Se in mezzo a tanto frastuono d'incondite voci fosse lecito anche a noi dare un consiglio al Governo italiano, noi opineremmo per una nuova levata di Garibaldini. Dopo ciò che è accaduto a Mentana, tutti i dappoco e i mediocremente onesti rimarrebbero a casa, sordissimi a qualunque invito del nuovo Rattazzi. Correrebbero bensì subito i Veri Mascalzoni, quelli tutti che sulla camicia nera, loro regalata da qualche benefattore, portano l'impresa del V. M. Radunatili così tutti, si potrebbero portare a Caprera a far la guardia nobile al gran Capitano; e l'Italia, come già nell'Ottobre passato, rimarrebbe, quasi per incanto, priva di ladri e di accoltellatori. II Fambri nella Camera ha rivelato al pubblico, che ne rise assai, che in quel mese, quando il fiore della gioventù italiana era corsa sotto le ali del Garibaldi, loro padre ed amico, in Italia non ci furono più quasi delitti. Invece appena tornati a casa costoro, subito l'Italia parve ridivenire una ladronaia. Se dunque si vuole purgar l'Italia, si faccia una nuova leva del suo bel fiore, e si faccia in modo che non possa più tornare a casa.

Ma siccome non vi è probabilità che sia seguito questo nostro consiglio, almeno per la seconda sua parte, anche perchè chi comanda ora in Italia è in gran parte affigliato a questa setta dei V. M., i quali naturalmente non hanno nessuna voglia di abbandonare il banchetto della nazione; così noi non sappiamo in verità che cosa augurare di buono di questa povera Italia assassinata, demoralizzata, taglieggiala, oppressa e schiacciata da quel torchio dispotico e tirannico, che le sètte le girano ogni giorno più calcato sopra le spalle.

Dove a servigio di alcuni crediamo dover dichiarare una cosa chiara: cioè che altra cosa è prevedere, altra cosa è desiderare. Noi prevediamo da un pezzo, e crediamo avere in ciò molti colleghi, che questa baracca italiana non può durare. E fin qui crederemmo far torto a qualsisia anche più liberale, purchè comecchessia cattolico, supponendo per un istante che questa previsione della fine dell'empio regno non possa nella sua opinione onestamente accoppiarsi al desiderio che la previsione si compia: se pure per i liberali, ancorchè cattolici, non è cosa onesta il desiderare che la roba rubata torni al legittimo padrone, specialmente quando il padrone è il Padre nostro comune.

» Dati archiviati:

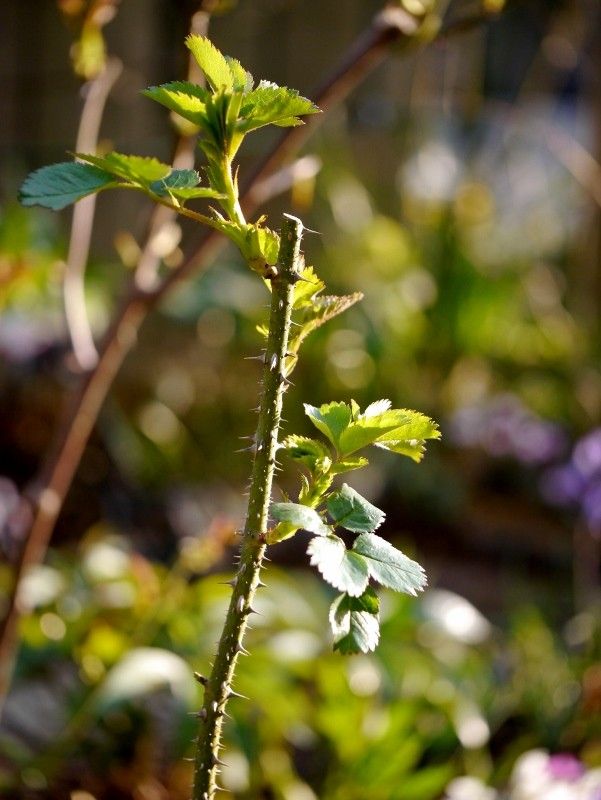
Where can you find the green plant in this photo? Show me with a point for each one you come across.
(225, 112)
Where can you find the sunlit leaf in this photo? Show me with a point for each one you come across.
(59, 185)
(389, 566)
(212, 62)
(275, 105)
(355, 622)
(137, 169)
(187, 99)
(331, 419)
(352, 511)
(301, 516)
(343, 569)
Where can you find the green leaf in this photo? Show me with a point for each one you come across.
(306, 450)
(353, 512)
(306, 288)
(301, 517)
(409, 438)
(389, 566)
(177, 179)
(187, 99)
(243, 80)
(270, 104)
(212, 62)
(182, 184)
(331, 419)
(342, 568)
(136, 169)
(59, 185)
(355, 622)
(349, 464)
(318, 311)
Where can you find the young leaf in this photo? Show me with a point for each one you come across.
(306, 288)
(182, 184)
(59, 185)
(331, 419)
(389, 566)
(212, 62)
(355, 622)
(243, 80)
(136, 169)
(352, 511)
(187, 99)
(342, 568)
(270, 104)
(301, 517)
(348, 464)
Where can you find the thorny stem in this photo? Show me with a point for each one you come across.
(43, 500)
(218, 686)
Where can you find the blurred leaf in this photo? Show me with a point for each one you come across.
(355, 622)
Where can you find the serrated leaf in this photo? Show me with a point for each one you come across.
(270, 104)
(184, 98)
(349, 464)
(352, 511)
(243, 80)
(390, 566)
(58, 185)
(409, 439)
(342, 568)
(182, 184)
(355, 622)
(300, 516)
(177, 179)
(331, 419)
(319, 311)
(137, 169)
(376, 408)
(212, 62)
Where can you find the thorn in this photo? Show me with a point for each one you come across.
(232, 693)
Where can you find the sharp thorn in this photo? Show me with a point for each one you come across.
(232, 693)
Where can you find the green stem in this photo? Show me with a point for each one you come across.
(231, 202)
(218, 687)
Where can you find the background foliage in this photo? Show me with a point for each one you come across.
(455, 192)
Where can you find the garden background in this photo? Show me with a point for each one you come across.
(457, 186)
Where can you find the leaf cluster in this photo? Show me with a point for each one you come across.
(354, 615)
(224, 111)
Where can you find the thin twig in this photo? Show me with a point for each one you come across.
(46, 497)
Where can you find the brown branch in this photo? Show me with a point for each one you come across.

» Sfida 1:
Indica, per favore, se le affermazioni (a), (b) e (c) concordano con il brano, rispondendo sì o no e citando alla lettera le parole del brano che lo stabiliscono. (a) Nel mese in cui i giovani erano con Garibaldi, in Italia non ci furono quasi delitti. (b) L'autore giudica probabile che il suo consiglio venga seguito. (c) L'autore sostiene che prevedere e desiderare siano la stessa cosa.
» Sfida 2:
Estrai dal brano, senza alcuna modifica, il passo compreso tra "Dove a servigio" e "Padre nostro comune.", estremi inclusi.

» Svolgimento 1:
(a) Sì: «in Italia non ci furono più quasi delitti».
(b) No: «non vi è probabilità che sia seguito questo nostro consiglio».
(c) No: «altra cosa è prevedere, altra cosa è desiderare».

» Svolgimento 2:
Dove a servigio di alcuni crediamo dover dichiarare una cosa chiara: cioè che altra cosa è prevedere, altra cosa è desiderare. Noi prevediamo da un pezzo, e crediamo avere in ciò molti colleghi, che questa baracca italiana non può durare. E fin qui crederemmo far torto a qualsisia anche più liberale, purchè comecchessia cattolico, supponendo per un istante che questa previsione della fine dell'empio regno non possa nella sua opinione onestamente accoppiarsi al desiderio che la previsione si compia: se pure per i liberali, ancorchè cattolici, non è cosa onesta il desiderare che la roba rubata torni al legittimo padrone, specialmente quando il padrone è il Padre nostro comune.